_WORK TO DO_
Starting at the beginning of the records and ending with the line that contains "point(611, 370)", give every line as a Markdown table with the columns No. and Text. Put the row number under No. and the line under Text, and leave out blank lines.

[Point annotation records]
==*==

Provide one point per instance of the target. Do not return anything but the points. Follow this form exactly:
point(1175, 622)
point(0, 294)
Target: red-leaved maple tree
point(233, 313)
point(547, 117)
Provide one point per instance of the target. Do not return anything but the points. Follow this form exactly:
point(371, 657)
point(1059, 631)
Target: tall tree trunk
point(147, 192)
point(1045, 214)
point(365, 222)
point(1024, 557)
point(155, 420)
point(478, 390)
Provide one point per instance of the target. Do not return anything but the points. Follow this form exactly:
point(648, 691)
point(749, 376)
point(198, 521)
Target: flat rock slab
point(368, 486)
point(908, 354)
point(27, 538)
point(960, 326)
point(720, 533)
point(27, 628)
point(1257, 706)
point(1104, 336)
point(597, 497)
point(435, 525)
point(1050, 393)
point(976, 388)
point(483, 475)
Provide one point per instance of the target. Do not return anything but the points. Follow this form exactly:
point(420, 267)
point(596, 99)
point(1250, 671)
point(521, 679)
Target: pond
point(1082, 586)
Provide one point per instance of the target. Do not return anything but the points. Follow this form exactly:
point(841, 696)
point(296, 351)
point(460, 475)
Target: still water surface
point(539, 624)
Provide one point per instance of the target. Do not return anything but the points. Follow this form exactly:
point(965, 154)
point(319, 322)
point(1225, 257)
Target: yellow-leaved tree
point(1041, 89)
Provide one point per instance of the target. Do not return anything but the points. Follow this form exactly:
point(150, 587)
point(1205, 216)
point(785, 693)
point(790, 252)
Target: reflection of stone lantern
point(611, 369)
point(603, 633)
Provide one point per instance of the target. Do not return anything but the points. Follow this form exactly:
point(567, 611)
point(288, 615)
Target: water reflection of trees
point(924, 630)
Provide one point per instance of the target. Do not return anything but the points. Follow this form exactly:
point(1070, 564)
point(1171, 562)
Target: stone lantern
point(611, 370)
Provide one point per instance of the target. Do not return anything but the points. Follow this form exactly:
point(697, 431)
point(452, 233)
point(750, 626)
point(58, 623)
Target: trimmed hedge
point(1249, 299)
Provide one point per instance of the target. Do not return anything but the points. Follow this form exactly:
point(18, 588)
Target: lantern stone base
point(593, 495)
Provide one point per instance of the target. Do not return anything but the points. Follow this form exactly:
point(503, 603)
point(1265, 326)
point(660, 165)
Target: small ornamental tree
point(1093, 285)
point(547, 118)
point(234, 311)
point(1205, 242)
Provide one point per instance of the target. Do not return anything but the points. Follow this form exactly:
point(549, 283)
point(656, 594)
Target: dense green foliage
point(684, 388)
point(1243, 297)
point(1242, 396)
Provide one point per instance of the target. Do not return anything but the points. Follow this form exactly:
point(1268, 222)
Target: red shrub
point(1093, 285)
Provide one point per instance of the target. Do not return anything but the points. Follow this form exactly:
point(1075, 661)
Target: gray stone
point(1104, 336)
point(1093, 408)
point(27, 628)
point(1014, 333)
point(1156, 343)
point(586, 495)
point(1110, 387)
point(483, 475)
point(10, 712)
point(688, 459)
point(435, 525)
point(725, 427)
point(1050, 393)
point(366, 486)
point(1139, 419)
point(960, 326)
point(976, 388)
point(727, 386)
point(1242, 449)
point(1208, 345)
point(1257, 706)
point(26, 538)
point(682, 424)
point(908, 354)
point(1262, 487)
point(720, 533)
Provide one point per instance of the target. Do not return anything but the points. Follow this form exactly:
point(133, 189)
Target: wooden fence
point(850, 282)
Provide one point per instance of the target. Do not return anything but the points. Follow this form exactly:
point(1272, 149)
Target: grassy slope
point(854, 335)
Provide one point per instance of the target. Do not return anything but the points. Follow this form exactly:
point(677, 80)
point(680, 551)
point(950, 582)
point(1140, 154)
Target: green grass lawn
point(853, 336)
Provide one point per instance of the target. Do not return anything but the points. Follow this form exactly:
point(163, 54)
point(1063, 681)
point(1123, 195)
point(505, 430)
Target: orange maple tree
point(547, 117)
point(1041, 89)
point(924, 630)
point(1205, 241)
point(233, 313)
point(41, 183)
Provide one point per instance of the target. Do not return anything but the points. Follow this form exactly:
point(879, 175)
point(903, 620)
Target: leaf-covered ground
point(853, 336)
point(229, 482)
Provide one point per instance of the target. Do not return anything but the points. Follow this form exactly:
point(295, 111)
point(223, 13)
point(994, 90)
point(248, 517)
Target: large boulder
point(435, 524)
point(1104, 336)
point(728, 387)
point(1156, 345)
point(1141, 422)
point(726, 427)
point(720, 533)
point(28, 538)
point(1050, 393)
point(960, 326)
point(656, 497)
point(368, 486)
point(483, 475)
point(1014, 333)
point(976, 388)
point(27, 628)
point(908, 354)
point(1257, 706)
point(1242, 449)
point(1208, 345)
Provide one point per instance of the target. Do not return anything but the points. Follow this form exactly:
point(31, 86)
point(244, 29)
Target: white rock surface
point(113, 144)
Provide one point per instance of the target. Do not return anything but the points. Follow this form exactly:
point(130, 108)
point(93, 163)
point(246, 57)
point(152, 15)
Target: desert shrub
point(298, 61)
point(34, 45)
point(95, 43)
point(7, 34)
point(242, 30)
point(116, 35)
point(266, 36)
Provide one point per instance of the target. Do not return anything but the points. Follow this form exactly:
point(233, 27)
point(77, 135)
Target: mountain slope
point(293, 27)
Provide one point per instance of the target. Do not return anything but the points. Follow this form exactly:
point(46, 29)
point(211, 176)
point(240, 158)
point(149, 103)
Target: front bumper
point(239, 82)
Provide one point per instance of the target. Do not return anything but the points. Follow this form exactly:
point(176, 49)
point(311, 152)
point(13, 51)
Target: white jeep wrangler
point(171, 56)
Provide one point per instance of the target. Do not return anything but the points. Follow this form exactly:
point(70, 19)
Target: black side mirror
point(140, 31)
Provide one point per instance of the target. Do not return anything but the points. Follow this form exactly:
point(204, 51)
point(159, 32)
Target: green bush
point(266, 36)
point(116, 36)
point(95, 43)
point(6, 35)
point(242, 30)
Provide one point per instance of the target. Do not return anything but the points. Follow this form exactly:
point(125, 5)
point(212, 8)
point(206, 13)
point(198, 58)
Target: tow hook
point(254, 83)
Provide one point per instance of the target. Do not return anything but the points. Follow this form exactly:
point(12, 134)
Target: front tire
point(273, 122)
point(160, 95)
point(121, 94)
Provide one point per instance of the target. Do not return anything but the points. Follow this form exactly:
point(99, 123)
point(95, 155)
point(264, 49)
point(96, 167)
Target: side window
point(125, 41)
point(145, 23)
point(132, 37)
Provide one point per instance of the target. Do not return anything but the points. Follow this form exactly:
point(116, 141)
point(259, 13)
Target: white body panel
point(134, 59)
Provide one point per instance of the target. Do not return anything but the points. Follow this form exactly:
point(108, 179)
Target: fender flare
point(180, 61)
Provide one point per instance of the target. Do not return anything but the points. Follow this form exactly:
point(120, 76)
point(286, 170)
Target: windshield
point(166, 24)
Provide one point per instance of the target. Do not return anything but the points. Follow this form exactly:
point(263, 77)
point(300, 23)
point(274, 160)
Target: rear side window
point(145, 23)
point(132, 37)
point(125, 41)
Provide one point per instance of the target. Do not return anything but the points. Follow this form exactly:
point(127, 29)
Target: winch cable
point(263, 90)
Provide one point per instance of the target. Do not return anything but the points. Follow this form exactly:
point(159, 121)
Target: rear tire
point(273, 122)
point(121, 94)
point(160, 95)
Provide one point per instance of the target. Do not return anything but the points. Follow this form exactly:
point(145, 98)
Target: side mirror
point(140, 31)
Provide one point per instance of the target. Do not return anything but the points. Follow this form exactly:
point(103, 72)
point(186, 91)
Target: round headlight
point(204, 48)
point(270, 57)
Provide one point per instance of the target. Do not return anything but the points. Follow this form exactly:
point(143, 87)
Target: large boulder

==*==

_ANSWER TO THIS TASK_
| No. | Text |
|---|---|
| 1 | Provide one point per instance of the target. Do not return anything but the points. Follow this form exactly: |
| 2 | point(1175, 622) |
| 3 | point(0, 294) |
| 4 | Target: red-leaved maple tree |
| 5 | point(233, 313) |
| 6 | point(547, 117) |
| 7 | Provide one point per instance of the target. Do not return anything but the points. Follow this form exactly: |
| 8 | point(371, 657) |
| 9 | point(1059, 631) |
| 10 | Target: tall tree trunk |
| 11 | point(147, 192) |
| 12 | point(1045, 214) |
| 13 | point(365, 222) |
| 14 | point(1024, 557) |
| 15 | point(155, 420) |
| 16 | point(478, 390) |
| 17 | Provide one point per instance of the target. Do not return anything but the points. Follow this form exactly: |
| 18 | point(648, 691) |
| 19 | point(749, 376) |
| 20 | point(198, 521) |
| 21 | Target: flat rock slab |
| 22 | point(368, 486) |
| 23 | point(908, 354) |
| 24 | point(27, 538) |
| 25 | point(960, 326) |
| 26 | point(720, 533) |
| 27 | point(27, 628) |
| 28 | point(1257, 706) |
| 29 | point(1104, 336) |
| 30 | point(597, 497) |
| 31 | point(435, 525) |
| 32 | point(1050, 393) |
| 33 | point(976, 388) |
| 34 | point(483, 475) |
| 35 | Provide one point per instance of the target. Do not return anything but the points. Follow this form exactly: |
| 36 | point(420, 267) |
| 37 | point(596, 99) |
| 38 | point(1250, 671) |
| 39 | point(521, 679) |
| 40 | Target: pond |
| 41 | point(1082, 586) |
| 42 | Provide one point per instance of the target. Do not return anything but the points. Follow this form exactly: |
| 43 | point(841, 696) |
| 44 | point(296, 351) |
| 45 | point(460, 475) |
| 46 | Target: still water surface |
| 47 | point(539, 624) |
| 48 | Provide one point per instance of the target. Do not return anything but the points. Follow this form exactly: |
| 49 | point(965, 154) |
| 50 | point(319, 322) |
| 51 | point(1225, 257) |
| 52 | Target: yellow-leaved tree |
| 53 | point(1041, 89) |
| 54 | Provide one point per instance of the target. Do not return anything but the points. Follow this form exactly: |
| 55 | point(150, 587) |
| 56 | point(1205, 216) |
| 57 | point(785, 693) |
| 58 | point(790, 252) |
| 59 | Target: reflection of stone lantern |
| 60 | point(611, 369) |
| 61 | point(603, 633) |
| 62 | Provide one point per instance of the target. Do not return anything but the points. Follow this form exactly: |
| 63 | point(567, 611) |
| 64 | point(288, 615) |
| 65 | Target: water reflection of trees |
| 66 | point(924, 630) |
| 67 | Provide one point per instance of the target. Do not return anything but the points. Follow this form exactly: |
| 68 | point(1070, 564) |
| 69 | point(1171, 562) |
| 70 | Target: stone lantern |
| 71 | point(611, 370) |